Collected data:

━━━━━━━━━━━━━━━━━━━━

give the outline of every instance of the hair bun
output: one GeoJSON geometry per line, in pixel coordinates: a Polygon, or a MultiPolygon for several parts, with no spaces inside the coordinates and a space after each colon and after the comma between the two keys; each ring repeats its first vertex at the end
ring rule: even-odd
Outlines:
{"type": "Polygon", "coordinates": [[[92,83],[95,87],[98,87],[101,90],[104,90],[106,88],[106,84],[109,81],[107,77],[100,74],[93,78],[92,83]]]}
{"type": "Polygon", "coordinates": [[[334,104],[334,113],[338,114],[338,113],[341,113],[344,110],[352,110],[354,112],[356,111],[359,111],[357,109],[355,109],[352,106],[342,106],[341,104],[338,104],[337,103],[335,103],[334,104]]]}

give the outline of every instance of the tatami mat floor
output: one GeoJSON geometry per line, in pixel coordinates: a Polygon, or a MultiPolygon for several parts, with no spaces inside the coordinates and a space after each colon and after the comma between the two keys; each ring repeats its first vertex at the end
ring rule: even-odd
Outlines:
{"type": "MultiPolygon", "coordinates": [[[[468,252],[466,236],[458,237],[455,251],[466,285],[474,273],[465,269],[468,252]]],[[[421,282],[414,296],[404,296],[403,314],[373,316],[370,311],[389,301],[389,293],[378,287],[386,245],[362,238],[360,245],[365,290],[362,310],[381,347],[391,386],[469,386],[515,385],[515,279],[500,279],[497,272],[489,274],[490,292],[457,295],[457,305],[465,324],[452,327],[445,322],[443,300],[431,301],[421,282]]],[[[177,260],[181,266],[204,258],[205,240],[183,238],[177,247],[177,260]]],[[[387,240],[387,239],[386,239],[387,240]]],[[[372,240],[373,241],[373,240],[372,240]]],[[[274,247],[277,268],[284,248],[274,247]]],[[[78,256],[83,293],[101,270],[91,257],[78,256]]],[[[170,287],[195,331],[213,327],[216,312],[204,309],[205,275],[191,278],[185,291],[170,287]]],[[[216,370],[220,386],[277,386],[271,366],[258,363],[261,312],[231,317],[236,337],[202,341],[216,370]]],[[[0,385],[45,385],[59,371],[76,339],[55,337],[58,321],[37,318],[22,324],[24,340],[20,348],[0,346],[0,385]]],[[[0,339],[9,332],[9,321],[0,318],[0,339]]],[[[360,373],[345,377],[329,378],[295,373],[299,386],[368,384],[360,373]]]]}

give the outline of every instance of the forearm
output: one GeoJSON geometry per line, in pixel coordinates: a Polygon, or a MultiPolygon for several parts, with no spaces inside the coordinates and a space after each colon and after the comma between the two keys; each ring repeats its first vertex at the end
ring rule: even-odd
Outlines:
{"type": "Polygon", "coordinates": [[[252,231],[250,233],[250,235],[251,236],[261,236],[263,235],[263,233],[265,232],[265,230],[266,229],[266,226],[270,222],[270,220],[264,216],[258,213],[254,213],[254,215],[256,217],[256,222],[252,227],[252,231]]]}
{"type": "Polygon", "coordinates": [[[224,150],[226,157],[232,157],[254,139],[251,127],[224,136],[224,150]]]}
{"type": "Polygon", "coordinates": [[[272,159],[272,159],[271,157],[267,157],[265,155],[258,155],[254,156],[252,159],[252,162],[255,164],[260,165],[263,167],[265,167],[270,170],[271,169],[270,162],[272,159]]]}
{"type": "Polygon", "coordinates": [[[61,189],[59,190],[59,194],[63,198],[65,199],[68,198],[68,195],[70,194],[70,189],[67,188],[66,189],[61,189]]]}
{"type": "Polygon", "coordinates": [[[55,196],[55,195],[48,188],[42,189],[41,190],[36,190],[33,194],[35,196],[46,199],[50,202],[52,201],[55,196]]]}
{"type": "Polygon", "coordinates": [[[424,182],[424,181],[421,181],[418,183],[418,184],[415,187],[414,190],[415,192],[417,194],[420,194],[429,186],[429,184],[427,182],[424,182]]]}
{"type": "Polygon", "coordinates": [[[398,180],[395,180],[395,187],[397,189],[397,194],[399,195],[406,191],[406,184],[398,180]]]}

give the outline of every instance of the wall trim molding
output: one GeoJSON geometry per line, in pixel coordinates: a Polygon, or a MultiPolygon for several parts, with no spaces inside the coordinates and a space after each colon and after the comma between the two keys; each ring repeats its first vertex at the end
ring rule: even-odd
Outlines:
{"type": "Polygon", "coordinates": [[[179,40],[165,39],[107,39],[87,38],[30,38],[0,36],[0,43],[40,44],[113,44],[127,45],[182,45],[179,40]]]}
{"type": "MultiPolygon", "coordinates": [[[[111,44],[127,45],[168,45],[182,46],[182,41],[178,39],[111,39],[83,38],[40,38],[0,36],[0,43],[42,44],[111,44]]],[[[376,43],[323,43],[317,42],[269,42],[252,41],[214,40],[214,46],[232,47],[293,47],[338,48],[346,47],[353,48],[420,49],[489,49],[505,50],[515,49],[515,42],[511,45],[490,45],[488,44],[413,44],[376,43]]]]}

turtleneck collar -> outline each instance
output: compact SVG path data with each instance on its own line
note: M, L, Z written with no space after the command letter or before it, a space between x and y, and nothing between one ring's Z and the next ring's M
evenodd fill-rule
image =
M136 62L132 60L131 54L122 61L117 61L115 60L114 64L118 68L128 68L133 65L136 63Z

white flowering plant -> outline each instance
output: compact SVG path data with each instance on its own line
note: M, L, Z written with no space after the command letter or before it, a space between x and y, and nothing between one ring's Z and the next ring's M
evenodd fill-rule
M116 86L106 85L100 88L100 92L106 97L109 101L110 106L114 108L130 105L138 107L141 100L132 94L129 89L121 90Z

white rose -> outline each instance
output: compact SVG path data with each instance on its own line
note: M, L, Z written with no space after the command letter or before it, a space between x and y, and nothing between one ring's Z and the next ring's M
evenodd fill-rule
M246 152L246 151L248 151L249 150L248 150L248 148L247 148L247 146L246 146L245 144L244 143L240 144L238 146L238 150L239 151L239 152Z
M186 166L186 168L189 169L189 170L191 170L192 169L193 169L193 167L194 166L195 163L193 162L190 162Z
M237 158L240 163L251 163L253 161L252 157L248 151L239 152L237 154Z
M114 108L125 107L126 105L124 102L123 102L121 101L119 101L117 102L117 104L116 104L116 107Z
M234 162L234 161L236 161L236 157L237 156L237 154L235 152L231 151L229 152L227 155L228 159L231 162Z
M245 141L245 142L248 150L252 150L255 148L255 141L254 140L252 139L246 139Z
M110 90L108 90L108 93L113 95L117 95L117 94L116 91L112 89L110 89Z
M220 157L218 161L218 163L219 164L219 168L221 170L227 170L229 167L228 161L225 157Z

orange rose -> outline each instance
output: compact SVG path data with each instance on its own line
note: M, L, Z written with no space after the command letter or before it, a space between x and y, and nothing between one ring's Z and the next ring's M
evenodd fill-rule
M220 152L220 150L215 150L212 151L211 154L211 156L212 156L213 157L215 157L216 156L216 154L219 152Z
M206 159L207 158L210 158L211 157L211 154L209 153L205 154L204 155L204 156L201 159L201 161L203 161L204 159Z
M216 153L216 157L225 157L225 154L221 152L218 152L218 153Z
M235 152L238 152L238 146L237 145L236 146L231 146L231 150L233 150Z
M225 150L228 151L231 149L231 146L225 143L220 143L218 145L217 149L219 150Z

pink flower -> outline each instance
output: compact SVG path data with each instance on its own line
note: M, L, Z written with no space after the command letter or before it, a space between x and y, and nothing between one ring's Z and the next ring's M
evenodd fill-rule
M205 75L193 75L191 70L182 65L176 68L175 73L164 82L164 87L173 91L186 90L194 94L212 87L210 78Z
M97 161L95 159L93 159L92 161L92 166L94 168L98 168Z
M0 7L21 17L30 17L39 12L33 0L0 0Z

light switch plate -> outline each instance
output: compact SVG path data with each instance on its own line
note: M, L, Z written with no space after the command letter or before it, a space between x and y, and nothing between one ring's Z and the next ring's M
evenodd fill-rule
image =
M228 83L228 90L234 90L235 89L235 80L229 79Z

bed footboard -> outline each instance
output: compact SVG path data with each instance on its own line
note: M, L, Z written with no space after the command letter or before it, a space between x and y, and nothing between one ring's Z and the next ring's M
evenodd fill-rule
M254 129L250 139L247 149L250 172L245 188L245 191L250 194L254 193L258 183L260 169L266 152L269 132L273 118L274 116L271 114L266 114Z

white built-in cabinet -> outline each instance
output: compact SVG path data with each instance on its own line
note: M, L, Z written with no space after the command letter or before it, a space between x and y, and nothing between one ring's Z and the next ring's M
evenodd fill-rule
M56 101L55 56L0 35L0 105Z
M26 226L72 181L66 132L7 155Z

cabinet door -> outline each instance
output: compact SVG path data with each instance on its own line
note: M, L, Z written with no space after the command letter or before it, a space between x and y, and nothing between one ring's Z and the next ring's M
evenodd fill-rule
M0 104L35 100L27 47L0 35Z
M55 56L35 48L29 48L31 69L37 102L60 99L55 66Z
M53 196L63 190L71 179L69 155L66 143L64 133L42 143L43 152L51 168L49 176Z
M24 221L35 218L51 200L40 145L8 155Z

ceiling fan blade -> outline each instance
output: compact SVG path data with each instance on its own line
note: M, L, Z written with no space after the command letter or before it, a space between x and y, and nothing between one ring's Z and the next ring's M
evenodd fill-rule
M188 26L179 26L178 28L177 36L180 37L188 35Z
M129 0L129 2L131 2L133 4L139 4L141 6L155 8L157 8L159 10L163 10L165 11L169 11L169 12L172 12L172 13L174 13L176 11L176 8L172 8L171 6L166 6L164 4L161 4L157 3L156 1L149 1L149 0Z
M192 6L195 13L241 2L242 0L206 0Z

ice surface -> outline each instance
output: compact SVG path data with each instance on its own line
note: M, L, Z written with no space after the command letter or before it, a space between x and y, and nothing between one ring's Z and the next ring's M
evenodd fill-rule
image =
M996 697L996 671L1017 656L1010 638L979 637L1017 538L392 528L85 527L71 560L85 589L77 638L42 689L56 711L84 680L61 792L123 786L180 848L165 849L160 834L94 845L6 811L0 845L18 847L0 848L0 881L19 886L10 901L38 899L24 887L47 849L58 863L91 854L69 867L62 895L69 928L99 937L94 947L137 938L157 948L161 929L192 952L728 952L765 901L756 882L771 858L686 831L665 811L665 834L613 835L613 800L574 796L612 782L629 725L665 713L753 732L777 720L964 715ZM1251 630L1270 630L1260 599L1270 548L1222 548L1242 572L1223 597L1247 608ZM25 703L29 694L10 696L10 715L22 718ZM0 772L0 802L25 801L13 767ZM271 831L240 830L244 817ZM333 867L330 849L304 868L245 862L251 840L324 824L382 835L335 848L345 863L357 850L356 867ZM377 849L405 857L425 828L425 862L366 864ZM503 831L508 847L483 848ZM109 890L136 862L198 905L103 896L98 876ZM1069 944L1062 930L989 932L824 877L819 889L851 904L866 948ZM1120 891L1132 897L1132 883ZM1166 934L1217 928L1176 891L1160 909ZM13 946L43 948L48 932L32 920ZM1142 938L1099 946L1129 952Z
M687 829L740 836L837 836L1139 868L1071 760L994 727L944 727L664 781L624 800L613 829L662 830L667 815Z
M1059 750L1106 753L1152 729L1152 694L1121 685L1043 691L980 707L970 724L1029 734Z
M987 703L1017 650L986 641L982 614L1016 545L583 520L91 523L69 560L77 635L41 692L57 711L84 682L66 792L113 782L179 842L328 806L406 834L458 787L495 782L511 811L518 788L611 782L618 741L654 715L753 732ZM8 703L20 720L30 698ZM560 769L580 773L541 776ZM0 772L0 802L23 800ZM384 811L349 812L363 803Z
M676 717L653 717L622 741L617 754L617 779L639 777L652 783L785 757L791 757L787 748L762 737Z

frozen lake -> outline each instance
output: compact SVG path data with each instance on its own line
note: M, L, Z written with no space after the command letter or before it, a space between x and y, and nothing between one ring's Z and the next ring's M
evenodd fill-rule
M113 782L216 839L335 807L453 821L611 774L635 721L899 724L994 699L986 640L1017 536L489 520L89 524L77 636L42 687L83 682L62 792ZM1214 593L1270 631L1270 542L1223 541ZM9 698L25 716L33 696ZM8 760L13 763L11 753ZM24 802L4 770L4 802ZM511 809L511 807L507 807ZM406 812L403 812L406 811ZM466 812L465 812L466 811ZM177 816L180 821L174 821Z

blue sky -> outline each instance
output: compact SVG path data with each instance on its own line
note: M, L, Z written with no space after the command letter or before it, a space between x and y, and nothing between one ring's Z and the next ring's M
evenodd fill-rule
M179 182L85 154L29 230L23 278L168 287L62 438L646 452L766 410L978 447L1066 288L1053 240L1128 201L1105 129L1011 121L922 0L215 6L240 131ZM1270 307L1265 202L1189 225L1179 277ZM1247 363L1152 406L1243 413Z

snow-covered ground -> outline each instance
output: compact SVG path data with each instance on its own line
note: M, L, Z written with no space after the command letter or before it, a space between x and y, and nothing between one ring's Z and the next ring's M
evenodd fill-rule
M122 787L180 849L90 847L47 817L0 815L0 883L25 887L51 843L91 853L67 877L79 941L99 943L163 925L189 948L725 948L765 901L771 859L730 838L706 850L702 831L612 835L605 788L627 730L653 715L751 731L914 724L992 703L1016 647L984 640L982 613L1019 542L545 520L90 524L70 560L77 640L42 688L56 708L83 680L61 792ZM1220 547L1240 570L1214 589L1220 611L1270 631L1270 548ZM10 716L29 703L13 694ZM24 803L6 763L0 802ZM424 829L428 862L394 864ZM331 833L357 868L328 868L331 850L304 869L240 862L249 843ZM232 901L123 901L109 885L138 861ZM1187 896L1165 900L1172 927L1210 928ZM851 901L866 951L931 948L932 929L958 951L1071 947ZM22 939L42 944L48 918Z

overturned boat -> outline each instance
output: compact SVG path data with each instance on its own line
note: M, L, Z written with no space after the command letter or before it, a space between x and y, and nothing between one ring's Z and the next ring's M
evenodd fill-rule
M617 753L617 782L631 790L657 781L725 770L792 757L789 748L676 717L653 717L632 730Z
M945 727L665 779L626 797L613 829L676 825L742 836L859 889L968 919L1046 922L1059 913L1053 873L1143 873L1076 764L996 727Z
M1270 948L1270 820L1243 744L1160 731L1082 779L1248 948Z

━━━━━━━━━━━━━━━━━━━━

Copy the lines from the one containing "white flowering plant" through the one containing "M220 157L218 161L218", swapping "white rose" for "cream rose" and leaving everything else as it is.

white flowering plant -> outline each instance
output: compact SVG path data with each instance on its own line
note: M, L, Z written with no space after the command letter or before it, a space between x and y, and nothing between one ring's Z and the next ring's M
evenodd fill-rule
M116 86L106 85L100 88L100 92L106 97L109 101L110 106L114 108L130 105L138 107L141 100L132 94L129 89L121 90Z

cream rose -> outline each instance
output: compact SVG path data with each instance on its own line
note: M, L, Z written with no space after the command letter or before it, a space between x and y, and nothing between one ring's Z and the next ring's M
evenodd fill-rule
M246 152L246 151L248 151L249 150L248 150L248 148L247 148L247 146L246 146L245 144L244 143L240 144L238 146L238 150L239 151L239 152Z
M186 166L186 168L189 169L189 170L191 170L192 169L193 169L193 167L194 166L195 163L193 162L190 162Z
M237 158L240 163L251 163L253 161L252 157L248 151L239 152L237 154Z
M114 108L125 107L126 105L124 102L123 102L121 101L119 101L117 102L117 104L116 104L116 107Z
M234 162L234 161L236 161L236 157L237 156L237 154L235 152L231 151L229 152L227 155L228 159L231 162Z
M245 141L245 142L248 150L252 150L255 148L255 141L254 140L252 139L246 139Z
M110 90L108 90L108 93L113 95L117 95L117 94L116 91L112 89L110 89Z
M220 157L218 161L218 163L219 164L219 168L221 170L227 170L229 167L228 161L225 157Z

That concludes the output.